Required work –
Update the data from its start up to and including the line with "254), (372, 246)]]" by replacing "dark eye rim" with "black eye rim", leaving everything else unchanged. Leave the pictures out of the result.
_____
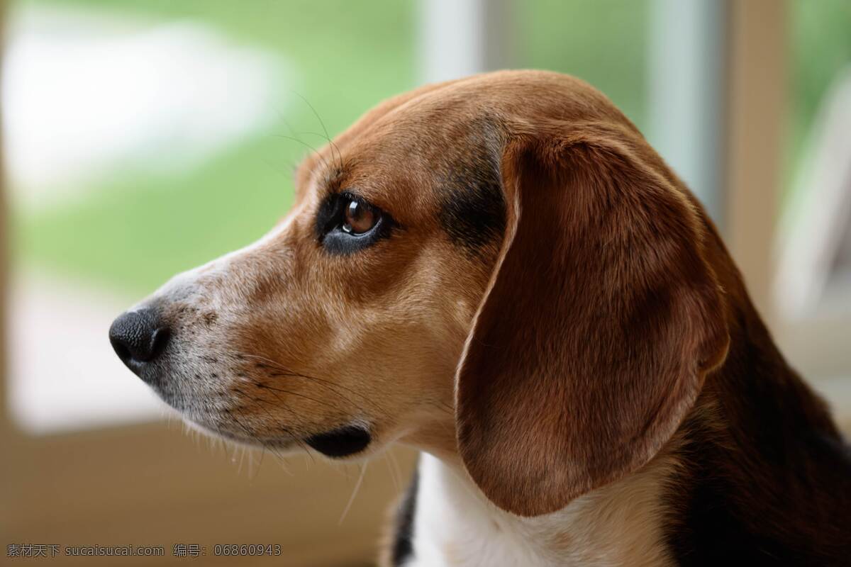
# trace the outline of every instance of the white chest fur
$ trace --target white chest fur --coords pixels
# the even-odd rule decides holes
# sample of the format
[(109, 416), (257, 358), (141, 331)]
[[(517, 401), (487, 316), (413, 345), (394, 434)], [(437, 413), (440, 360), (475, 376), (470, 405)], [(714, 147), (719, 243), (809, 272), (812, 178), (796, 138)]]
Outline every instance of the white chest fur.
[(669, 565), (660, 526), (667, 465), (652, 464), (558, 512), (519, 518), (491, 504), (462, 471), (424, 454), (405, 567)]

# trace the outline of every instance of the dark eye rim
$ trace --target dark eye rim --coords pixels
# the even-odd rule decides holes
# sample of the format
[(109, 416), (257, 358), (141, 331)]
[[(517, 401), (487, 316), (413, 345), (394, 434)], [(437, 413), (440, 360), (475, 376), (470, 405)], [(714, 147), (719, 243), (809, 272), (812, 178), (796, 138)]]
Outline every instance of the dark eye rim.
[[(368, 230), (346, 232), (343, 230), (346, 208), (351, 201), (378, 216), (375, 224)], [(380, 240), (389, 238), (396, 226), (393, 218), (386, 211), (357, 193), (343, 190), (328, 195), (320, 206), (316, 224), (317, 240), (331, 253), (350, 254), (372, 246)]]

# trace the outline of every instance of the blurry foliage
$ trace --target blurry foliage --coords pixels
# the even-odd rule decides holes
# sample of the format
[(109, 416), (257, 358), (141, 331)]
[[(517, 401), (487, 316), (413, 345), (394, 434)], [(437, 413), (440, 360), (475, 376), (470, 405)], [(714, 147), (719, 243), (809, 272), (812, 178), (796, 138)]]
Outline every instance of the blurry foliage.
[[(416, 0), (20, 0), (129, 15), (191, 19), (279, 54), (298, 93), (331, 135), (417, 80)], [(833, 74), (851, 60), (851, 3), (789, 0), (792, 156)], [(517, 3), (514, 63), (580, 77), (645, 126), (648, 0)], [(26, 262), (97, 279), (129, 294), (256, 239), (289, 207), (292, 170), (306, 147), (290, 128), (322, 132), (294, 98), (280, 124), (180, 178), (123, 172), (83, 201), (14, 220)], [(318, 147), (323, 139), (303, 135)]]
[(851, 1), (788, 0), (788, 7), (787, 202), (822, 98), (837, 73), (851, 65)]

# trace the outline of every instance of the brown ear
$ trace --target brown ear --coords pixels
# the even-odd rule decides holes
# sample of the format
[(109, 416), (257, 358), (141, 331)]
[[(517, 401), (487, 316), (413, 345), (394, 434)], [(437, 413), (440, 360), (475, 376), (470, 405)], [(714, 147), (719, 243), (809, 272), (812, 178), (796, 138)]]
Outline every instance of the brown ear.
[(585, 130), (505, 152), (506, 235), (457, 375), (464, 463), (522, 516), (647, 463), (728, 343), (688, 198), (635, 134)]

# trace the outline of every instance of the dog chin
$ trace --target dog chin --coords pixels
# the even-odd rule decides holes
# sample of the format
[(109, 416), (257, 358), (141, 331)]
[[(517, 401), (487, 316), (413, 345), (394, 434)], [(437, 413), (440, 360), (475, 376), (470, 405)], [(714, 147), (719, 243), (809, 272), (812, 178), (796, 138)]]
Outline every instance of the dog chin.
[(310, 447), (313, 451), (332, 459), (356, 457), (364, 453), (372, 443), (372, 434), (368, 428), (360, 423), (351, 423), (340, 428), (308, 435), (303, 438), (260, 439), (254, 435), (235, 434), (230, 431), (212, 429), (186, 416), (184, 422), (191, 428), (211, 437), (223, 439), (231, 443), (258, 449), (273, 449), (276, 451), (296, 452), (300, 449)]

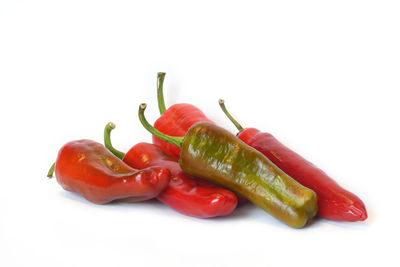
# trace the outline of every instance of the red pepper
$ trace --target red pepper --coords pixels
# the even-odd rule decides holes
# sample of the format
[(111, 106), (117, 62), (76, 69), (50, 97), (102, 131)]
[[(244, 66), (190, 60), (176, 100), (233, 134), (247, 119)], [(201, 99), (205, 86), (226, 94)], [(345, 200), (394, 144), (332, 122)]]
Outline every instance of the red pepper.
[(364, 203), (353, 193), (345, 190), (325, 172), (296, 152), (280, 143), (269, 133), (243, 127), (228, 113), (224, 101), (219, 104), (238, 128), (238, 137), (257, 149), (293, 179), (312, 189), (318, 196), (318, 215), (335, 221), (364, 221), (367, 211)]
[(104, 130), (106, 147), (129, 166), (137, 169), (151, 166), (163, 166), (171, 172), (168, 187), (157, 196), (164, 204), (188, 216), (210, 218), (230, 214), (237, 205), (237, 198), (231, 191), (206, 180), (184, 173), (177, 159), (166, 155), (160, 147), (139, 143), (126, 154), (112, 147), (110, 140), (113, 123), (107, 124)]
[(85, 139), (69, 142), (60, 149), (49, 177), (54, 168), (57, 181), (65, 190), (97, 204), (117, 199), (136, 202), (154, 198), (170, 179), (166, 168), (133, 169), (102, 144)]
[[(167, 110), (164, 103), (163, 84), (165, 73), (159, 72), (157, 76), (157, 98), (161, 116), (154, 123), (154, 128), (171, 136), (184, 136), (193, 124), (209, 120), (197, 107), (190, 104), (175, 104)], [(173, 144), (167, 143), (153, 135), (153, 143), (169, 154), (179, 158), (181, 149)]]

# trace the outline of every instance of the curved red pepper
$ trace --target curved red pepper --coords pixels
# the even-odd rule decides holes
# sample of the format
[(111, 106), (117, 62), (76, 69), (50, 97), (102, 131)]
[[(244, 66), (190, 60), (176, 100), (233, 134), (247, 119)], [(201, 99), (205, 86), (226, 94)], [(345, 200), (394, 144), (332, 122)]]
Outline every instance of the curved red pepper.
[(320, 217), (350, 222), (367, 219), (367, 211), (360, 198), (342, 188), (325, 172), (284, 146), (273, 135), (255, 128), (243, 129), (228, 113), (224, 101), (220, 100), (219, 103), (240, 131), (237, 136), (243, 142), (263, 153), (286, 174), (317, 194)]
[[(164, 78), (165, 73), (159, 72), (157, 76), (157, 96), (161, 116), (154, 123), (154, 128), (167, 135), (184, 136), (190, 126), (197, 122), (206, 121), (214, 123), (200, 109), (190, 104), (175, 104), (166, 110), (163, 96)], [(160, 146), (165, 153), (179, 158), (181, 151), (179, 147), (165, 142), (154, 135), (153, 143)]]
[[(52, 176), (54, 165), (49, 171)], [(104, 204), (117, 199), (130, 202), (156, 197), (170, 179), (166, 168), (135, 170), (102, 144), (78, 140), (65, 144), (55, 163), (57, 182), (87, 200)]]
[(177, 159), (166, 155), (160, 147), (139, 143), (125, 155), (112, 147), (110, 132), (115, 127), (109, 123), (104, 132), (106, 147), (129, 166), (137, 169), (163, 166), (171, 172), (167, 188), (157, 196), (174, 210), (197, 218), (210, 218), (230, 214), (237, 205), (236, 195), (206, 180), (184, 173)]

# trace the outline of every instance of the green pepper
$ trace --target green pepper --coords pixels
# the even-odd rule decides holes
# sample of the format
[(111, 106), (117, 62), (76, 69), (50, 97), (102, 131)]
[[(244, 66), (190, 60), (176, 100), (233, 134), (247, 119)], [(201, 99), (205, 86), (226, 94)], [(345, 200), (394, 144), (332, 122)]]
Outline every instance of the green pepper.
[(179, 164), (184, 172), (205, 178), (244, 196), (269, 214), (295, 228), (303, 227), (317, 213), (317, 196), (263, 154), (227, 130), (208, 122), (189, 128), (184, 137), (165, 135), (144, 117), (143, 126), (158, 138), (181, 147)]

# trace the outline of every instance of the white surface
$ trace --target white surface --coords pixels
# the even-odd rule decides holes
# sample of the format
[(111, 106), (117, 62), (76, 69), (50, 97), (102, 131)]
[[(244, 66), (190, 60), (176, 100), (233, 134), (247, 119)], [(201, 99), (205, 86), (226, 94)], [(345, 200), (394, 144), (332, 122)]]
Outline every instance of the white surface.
_____
Exercise result –
# trace the outline of every instance of the white chest fur
$ trace --target white chest fur --coords pixels
# the even-odd rule decides holes
# sample of the format
[(109, 416), (257, 358), (141, 331)]
[[(517, 401), (487, 316), (413, 345), (394, 434)], [(437, 413), (440, 360), (475, 376), (470, 405)], [(714, 147), (719, 243), (809, 272), (812, 178), (796, 138)]]
Outline every instance of the white chest fur.
[(669, 565), (660, 526), (667, 465), (652, 464), (558, 512), (519, 518), (491, 504), (462, 471), (424, 454), (405, 567)]

# trace the outline of every instance of the black eye rim
$ trace --target black eye rim --coords pixels
# the even-odd rule decides holes
# sample of the format
[(109, 416), (257, 358), (141, 331)]
[[(517, 401), (487, 316), (413, 345), (394, 434)], [(437, 413), (440, 360), (475, 376), (470, 405)], [(714, 147), (719, 243), (809, 272), (812, 178), (796, 138)]]
Outline every instance of the black eye rim.
[[(368, 230), (346, 232), (343, 230), (346, 208), (351, 201), (378, 216), (375, 224)], [(380, 240), (389, 238), (396, 226), (393, 218), (386, 211), (357, 193), (343, 190), (328, 195), (320, 206), (316, 224), (317, 240), (331, 253), (350, 254), (372, 246)]]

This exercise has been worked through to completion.